To do – Please write out every one of the items below word for word.

Entries drawn from a collection:
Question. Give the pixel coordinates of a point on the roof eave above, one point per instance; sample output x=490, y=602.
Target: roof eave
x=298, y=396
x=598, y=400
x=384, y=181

Written solution –
Question. Give the pixel coordinates of a point on the roof eave above, one point per instance; sample output x=490, y=602.
Target: roof eave
x=298, y=396
x=598, y=400
x=384, y=181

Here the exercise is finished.